---- Excerpt to read

Student: "Let me think...."
Lee: [smacks student] "Don't think! Feeeeeel. It is like a finger pointing a way to the moon."
[student looks up at Lee's finger and promptly gets smacked again]
Lee: "Don't concentrate on the finger, or you will miss all the heavenly glory."

But y'all can see me now cos you don't see with your eye
You perceive with your mind
That's the inner
So I'ma stick around with Russ and be a mentor

To put it bluntly, this is when a very wise mentor tries to teach the hero Serious Business and the lesson is not about how to do something, but how to do something (we tropers are very helpful at explaining, aren't we?).

"You have to feel the power in yourself - try to see your connection to everything. You shouldn't resist... let the flow go through you and out at the other side. You feel impatience... try to focus on what's really important."

This makes sense if the art that is taught here is mystical and very much not real (like, say, Supernatural Martial Arts). After all, doing awesome stuff surely doesn't feel Mundane.

But this can get nauseating when viewers are treated as too narrow-minded to understand. They say stuff like: "Please, no more! I don't want to communicate with The Life Stream; I want to see plot happen!"

--------

Directions for this task
Reproduce the mentor excerpt word for word, from its first line to its last. This data is separate material, unrelated to the mentor excerpt.

---- Supplied records

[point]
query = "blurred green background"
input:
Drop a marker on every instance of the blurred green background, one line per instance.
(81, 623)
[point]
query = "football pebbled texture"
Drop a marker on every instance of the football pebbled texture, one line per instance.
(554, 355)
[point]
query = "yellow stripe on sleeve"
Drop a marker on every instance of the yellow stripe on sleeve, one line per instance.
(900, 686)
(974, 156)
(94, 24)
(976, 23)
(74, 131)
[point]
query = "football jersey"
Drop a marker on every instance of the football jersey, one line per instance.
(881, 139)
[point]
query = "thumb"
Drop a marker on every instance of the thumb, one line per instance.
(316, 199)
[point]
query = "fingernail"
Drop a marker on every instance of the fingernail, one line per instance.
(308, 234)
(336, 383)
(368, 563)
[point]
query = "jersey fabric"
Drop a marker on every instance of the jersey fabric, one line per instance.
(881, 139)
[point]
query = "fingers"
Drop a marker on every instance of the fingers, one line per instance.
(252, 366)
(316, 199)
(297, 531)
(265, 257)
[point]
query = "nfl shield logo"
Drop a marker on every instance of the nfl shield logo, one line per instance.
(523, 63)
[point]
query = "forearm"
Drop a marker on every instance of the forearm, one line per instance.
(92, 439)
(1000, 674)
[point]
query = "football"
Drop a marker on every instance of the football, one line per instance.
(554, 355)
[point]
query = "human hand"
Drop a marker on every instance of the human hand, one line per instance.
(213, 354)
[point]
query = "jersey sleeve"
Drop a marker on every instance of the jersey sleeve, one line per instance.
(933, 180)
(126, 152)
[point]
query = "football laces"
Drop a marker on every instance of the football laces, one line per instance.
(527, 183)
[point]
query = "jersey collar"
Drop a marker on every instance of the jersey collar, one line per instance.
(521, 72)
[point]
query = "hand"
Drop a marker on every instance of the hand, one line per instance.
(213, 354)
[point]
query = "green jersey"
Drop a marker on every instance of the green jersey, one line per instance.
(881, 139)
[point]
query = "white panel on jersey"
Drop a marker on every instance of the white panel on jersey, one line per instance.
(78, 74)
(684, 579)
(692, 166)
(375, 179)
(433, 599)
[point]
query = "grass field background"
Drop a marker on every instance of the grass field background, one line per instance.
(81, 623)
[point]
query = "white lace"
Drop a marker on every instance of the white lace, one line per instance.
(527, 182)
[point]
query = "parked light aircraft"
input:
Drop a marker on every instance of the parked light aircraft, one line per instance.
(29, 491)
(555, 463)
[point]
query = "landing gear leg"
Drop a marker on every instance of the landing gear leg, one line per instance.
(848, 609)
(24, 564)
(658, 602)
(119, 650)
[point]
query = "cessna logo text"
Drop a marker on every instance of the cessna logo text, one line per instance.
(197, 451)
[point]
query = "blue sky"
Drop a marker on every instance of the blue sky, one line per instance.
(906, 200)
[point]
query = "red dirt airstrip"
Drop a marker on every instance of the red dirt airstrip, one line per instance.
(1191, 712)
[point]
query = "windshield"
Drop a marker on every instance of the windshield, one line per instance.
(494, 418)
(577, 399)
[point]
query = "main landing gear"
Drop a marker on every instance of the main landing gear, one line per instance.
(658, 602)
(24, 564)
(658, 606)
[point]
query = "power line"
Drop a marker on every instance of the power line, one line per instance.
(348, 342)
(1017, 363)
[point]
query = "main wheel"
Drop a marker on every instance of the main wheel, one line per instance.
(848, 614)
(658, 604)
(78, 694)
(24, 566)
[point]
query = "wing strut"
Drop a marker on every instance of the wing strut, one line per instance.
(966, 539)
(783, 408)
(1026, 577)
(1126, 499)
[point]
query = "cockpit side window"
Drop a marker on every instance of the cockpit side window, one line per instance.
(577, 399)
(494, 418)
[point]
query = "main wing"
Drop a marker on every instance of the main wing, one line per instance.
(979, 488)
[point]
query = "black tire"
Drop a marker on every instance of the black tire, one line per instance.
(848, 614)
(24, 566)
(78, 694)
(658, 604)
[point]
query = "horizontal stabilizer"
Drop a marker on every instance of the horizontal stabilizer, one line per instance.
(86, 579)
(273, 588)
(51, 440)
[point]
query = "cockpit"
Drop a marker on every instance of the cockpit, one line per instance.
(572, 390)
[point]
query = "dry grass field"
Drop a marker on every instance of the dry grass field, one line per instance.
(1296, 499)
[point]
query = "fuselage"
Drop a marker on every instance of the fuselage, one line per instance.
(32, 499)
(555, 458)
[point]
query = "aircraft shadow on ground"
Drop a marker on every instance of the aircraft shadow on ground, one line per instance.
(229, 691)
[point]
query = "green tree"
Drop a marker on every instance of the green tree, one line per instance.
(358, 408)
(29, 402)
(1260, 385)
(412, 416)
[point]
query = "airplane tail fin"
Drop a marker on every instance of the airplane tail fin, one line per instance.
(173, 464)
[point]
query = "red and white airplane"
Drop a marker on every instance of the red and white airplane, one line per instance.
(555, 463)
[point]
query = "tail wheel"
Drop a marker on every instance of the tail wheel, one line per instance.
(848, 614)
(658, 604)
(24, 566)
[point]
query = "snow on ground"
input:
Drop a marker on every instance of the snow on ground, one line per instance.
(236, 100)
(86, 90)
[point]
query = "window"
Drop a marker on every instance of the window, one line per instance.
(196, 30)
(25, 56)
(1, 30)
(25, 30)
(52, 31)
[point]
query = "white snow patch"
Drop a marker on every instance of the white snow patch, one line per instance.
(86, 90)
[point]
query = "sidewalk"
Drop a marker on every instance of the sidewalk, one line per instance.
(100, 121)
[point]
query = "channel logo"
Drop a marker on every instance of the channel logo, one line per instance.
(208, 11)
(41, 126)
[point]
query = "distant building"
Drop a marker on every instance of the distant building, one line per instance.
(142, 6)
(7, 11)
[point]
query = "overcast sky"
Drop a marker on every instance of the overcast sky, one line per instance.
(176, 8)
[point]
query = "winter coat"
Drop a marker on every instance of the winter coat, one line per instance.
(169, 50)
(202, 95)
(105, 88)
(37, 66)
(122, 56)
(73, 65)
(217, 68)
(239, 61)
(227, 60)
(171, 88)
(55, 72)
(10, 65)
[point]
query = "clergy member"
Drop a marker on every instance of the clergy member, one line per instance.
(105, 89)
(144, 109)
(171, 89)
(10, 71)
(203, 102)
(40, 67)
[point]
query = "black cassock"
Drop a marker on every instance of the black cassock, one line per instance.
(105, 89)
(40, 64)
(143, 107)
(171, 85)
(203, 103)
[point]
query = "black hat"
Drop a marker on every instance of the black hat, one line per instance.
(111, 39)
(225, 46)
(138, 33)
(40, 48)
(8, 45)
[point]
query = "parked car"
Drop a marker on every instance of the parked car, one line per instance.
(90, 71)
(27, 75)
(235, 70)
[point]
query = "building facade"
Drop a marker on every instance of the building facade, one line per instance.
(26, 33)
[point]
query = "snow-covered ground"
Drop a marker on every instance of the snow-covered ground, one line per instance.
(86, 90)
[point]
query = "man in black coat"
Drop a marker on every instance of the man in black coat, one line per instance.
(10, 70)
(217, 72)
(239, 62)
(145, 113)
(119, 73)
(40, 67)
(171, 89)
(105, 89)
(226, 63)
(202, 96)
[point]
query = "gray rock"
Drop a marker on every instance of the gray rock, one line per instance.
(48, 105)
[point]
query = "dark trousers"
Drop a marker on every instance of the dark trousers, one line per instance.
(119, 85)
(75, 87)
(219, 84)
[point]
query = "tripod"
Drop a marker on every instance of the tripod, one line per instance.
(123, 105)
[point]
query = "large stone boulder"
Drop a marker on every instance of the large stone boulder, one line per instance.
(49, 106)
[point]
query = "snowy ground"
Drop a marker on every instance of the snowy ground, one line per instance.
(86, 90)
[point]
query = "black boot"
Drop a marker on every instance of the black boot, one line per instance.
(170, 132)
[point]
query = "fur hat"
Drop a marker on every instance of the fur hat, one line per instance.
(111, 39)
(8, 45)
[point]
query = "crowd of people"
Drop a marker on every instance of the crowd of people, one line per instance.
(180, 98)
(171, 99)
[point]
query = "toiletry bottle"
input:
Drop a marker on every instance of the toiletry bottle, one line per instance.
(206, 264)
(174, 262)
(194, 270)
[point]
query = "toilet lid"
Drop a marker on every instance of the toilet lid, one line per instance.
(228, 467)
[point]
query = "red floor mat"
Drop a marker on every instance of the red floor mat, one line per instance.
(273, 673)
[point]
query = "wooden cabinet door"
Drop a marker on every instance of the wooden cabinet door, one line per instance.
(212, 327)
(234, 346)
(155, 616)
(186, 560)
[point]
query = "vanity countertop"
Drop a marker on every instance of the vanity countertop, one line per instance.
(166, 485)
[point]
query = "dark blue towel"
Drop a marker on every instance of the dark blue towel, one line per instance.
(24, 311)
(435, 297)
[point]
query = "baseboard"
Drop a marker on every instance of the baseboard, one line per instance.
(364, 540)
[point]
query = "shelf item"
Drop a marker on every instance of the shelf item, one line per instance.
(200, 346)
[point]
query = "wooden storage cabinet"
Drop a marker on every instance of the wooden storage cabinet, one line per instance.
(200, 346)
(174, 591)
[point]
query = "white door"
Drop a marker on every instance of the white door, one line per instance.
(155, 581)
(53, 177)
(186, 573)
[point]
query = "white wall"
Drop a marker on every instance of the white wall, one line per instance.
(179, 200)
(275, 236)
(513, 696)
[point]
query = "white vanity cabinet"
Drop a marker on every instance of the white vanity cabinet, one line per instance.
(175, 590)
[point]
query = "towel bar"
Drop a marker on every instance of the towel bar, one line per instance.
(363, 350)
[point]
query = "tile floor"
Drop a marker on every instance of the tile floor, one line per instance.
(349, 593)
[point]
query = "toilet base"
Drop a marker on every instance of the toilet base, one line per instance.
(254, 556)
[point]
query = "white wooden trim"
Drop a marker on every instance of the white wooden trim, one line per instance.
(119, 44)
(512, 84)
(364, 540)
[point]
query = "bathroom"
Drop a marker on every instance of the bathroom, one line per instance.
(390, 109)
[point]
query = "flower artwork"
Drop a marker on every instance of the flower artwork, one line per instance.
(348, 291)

--------

Right answer
Student: "Let me think...."
Lee: [smacks student] "Don't think! Feeeeeel. It is like a finger pointing a way to the moon."
[student looks up at Lee's finger and promptly gets smacked again]
Lee: "Don't concentrate on the finger, or you will miss all the heavenly glory."

But y'all can see me now cos you don't see with your eye
You perceive with your mind
That's the inner
So I'ma stick around with Russ and be a mentor

To put it bluntly, this is when a very wise mentor tries to teach the hero Serious Business and the lesson is not about how to do something, but how to do something (we tropers are very helpful at explaining, aren't we?).

"You have to feel the power in yourself - try to see your connection to everything. You shouldn't resist... let the flow go through you and out at the other side. You feel impatience... try to focus on what's really important."

This makes sense if the art that is taught here is mystical and very much not real (like, say, Supernatural Martial Arts). After all, doing awesome stuff surely doesn't feel Mundane.

But this can get nauseating when viewers are treated as too narrow-minded to understand. They say stuff like: "Please, no more! I don't want to communicate with The Life Stream; I want to see plot happen!"